= EXTRACT TO READ =

I have a tumultuous relationship with the Dark Souls games. No, not that kind of tumultuous. Well, also that, but I mostly mean that I’ve never really played any of them for too long alone. I tried getting into Dark Souls (1) for an hour or so before quitting in bored frustration, only returning later with a revolving cadre of at least two accompanying friends at any time. Dark Souls 2 I didn’t even attempt solo, playing as far as I did — not to the end — strictly as a co-op adventure. And Dark Souls 3… I probably played the farthest solo of any of the three, determined as I was at the time to give it a shot. The last thing I remember was finally getting into some swampy castle past the giant crabs, only to get one-hit-killed by a Black Knight. I told myself I’d be back soon. That’s… been a while.
It’s for this reason that games that (unironically) advertise themselves as ‘like Dark Souls‘ have a special place in my heart. I do appreciate a lot of what Dark Souls does, from a design and mechanical perspective, even if it never really gelled with me the way it has with others. Every game that tries to emulate and improve on those lessons seems to me like another chance: One more shot to try and experience that magic in a setting that isn’t already awash with bad ludic smell memories. Ska Studios‘ Salt and Sanctuary seems like it might be a game like that. Maybe this‘ll be the one that grabs me? Or maybe I’ll bounce off this game much like I bounced off its famous progenitors.
That probably wouldn’t make for a very interesting review, so I guess for your reading sake and mine I’m hoping it’ll be the first one.
(Spoiler levels: Narrative, low-ish. Mechanical, somewhat high.)
(Game source: Bought it myself.)
Hmm. This game certainly seems to have its colour palette down.
I briefly check the options, but I’m not blown away by what I see. Limited visuals, to the tune of ‘resolution or bust’. Small audio sliders. Gameplay options that don’t go much farther than console vibration. I was planning to use this time for
stress-induced procrastination careful option exploration, but I guess instead it’s time to dive straight into…
I appreciate Salt and Sanctuary‘s degree of customization options, which — while nowhere near the equal of its ancestors, who had a whole 3D space and body model to play with — are expansive enough to stave off the final leap for a few more minutes. Tying skin colour to a world map seems like a cool touch, if a little essentialist, and I’m not sure what to think of the area of the world that zombie people apparently hail from. Then again, I don’t really know anything about this world in general, so. Who am I to complain.

= THE TASKS =
A) Reproduce the review, word for word, between "That probably wouldn’t" and "colour palette down.", inclusive.
B) According to the review, why do games advertised as "like Dark Souls" hold a special place in the writer's heart? Answer in one to three sentences.
The material after the review is not needed for this work.

= EXTRACTED MATERIAL =
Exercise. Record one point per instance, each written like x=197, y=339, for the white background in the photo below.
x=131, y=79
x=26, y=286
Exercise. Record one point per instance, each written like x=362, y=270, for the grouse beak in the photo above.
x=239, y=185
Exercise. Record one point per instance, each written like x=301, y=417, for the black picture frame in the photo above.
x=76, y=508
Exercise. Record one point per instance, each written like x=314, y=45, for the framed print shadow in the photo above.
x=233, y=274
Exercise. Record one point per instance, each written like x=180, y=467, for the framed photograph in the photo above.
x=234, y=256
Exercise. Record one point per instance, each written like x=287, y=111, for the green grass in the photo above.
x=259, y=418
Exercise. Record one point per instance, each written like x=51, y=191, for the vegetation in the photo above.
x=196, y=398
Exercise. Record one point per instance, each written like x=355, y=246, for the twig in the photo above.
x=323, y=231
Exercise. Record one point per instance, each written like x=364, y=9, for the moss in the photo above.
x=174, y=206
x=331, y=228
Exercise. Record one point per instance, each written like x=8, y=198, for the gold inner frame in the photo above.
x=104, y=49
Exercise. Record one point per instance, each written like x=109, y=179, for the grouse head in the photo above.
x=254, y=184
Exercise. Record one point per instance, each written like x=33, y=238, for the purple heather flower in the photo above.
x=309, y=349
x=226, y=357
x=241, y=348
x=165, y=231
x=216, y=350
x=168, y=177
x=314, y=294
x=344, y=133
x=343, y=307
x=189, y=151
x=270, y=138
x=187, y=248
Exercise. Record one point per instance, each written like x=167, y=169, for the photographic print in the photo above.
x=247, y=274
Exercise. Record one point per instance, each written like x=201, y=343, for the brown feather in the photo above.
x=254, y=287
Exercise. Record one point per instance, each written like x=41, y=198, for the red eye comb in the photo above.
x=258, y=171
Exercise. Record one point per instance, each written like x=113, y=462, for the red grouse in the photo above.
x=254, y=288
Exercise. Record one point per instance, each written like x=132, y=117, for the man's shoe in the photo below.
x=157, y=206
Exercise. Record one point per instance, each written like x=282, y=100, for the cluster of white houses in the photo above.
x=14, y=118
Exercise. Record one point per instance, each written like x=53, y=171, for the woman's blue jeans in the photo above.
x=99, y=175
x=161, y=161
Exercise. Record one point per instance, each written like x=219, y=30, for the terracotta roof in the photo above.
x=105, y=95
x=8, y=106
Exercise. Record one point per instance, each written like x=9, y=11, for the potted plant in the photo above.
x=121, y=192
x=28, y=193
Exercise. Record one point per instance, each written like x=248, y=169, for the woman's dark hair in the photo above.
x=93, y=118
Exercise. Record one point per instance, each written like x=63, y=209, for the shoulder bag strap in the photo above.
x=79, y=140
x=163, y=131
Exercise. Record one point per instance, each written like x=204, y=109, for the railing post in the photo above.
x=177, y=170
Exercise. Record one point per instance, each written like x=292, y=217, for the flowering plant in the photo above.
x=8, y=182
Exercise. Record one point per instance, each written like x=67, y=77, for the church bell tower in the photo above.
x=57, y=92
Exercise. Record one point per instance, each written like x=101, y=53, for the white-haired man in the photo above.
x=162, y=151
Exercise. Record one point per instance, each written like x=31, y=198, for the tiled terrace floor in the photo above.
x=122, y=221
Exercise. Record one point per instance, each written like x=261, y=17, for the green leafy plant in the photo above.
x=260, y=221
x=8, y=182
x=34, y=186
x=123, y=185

= SOLUTIONS TO THE EXERCISE =
A)
That probably wouldn’t make for a very interesting review, so I guess for your reading sake and mine I’m hoping it’ll be the first one.
(Spoiler levels: Narrative, low-ish. Mechanical, somewhat high.)
(Game source: Bought it myself.)
Hmm. This game certainly seems to have its colour palette down.

B) The writer has never played any Dark Souls game alone for very long, so each game that emulates and improves on its lessons feels like another chance. It offers one more shot at experiencing that magic in a setting not already full of bad memories from the originals.